This book was a helpful companion in dealing with the grief after my dad passed away.
Here are some of my takeaways and favorite quotes:
"The pattern of decline had changed, however, for many chronic conditions. Instead of delaying the moment of the downward drop, our treatments can stretch the descent out until it ends up looking less like a cliff and more like a hilly road down the mountain."
What assisted living looks like: "The services were, in most ways, identical to the services that nursing homes provide. But here the care providers understood they were entering someone else's home, and that changed the power relations fundamentally. The residents had control over the schedule, the ground rules, the risks they did and didn't want to take.... The goal was that no one ever had to feel institutionalized."
Socioemotional selectivity theory: When horizons are expansive, and measured in decades, you desire all the stuff at the top of the Maslow hierarchy - achievement, creativity, and other attributes of self-actualization. When horizons contract (such as end of life or uncertain times like a pandemic), your focus shifts to the here and now, to everyday pleasures and the people closest to you.

WHAT YOU ARE ASKED TO DO:
Please reproduce the reading notes word for word, starting at "What assisted living" and ending at "closest to you.". Rely only on the reading notes above.

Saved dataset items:
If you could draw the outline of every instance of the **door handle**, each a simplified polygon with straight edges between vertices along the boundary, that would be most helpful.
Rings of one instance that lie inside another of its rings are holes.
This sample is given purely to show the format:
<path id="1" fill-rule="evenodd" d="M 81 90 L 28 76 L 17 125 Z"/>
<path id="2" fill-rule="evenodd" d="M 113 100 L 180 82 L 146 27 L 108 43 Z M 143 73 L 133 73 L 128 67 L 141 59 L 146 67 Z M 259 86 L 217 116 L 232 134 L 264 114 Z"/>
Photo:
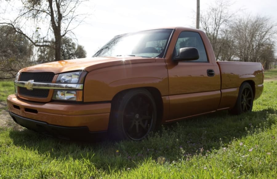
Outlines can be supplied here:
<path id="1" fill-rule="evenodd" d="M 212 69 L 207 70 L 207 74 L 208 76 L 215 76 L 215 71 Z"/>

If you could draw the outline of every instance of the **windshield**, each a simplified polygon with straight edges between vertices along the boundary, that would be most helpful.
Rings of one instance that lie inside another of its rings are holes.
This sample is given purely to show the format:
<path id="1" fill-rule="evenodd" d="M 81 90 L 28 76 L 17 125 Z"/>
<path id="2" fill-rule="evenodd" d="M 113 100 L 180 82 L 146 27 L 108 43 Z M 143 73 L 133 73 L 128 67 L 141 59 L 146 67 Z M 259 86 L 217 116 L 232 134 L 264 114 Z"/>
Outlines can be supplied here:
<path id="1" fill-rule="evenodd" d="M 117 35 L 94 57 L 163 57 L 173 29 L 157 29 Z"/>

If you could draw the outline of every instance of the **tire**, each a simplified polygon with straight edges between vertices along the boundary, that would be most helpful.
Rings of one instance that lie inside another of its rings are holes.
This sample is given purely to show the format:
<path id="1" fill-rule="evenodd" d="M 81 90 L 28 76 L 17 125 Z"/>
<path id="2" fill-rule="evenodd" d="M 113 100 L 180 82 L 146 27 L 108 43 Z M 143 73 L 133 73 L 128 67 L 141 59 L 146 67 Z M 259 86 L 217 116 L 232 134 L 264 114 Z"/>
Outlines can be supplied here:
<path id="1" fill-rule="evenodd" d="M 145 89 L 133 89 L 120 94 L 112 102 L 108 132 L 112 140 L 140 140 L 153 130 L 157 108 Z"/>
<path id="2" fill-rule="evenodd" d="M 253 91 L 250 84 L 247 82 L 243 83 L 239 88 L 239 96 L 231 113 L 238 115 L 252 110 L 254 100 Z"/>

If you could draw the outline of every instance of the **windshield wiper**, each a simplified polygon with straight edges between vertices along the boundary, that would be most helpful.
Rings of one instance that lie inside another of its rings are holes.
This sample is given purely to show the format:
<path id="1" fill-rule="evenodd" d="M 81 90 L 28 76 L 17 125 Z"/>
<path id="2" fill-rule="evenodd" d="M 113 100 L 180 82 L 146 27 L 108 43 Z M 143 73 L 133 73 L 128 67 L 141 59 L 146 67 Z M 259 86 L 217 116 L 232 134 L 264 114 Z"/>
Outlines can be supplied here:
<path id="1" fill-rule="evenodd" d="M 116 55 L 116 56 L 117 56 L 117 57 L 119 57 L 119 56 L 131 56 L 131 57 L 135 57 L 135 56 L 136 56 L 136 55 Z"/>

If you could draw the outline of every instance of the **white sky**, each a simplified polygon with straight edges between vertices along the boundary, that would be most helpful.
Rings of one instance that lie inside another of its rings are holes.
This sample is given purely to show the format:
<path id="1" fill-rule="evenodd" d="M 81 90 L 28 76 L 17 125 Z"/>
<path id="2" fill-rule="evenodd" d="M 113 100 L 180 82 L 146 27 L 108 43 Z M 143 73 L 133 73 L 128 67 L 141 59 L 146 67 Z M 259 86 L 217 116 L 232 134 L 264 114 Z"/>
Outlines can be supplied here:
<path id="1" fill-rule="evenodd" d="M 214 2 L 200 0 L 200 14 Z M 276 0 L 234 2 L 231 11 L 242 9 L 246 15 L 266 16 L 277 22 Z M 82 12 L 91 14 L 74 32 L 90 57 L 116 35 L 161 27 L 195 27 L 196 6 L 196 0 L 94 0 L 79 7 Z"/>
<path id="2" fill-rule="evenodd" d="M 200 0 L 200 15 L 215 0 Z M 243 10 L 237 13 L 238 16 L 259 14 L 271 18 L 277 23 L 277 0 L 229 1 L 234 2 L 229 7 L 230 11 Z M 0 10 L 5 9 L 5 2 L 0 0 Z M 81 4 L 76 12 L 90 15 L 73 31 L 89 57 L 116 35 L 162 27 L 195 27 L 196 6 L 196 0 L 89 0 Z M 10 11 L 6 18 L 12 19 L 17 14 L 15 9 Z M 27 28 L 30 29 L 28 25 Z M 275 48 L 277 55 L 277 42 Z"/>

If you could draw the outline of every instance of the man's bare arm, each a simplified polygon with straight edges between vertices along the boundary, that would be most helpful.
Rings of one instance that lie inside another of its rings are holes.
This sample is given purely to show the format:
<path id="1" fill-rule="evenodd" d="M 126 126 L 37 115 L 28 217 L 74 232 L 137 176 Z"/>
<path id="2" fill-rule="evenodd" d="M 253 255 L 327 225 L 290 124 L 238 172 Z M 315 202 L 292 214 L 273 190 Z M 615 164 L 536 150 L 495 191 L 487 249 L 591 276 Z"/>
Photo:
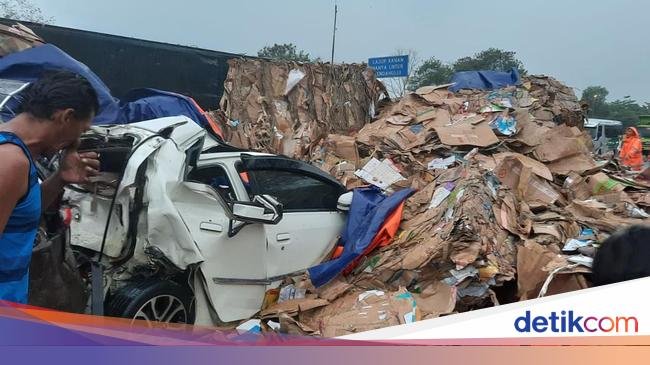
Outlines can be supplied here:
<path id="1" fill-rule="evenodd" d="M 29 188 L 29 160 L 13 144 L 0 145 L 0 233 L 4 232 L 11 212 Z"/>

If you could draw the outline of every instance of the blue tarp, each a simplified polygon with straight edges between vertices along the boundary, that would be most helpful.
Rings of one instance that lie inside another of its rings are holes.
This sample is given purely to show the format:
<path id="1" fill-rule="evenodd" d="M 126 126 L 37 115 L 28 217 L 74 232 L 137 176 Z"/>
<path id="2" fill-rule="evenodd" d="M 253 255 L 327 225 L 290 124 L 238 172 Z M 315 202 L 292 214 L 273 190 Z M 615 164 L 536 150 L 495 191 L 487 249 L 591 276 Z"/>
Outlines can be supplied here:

EXERCISE SOLUTION:
What assisted living looks like: "The services were, in most ways, identical to the services that nursing homes provide. But here the care providers understood they were entering someone else's home, and that changed the power relations fundamentally. The residents had control over the schedule, the ground rules, the risks they did and didn't want to take.... The goal was that no one ever had to feel institutionalized."
Socioemotional selectivity theory: When horizons are expansive, and measured in decades, you desire all the stuff at the top of the Maslow hierarchy - achievement, creativity, and other attributes of self-actualization. When horizons contract (such as end of life or uncertain times like a pandemic), your focus shifts to the here and now, to everyday pleasures and the people closest to you.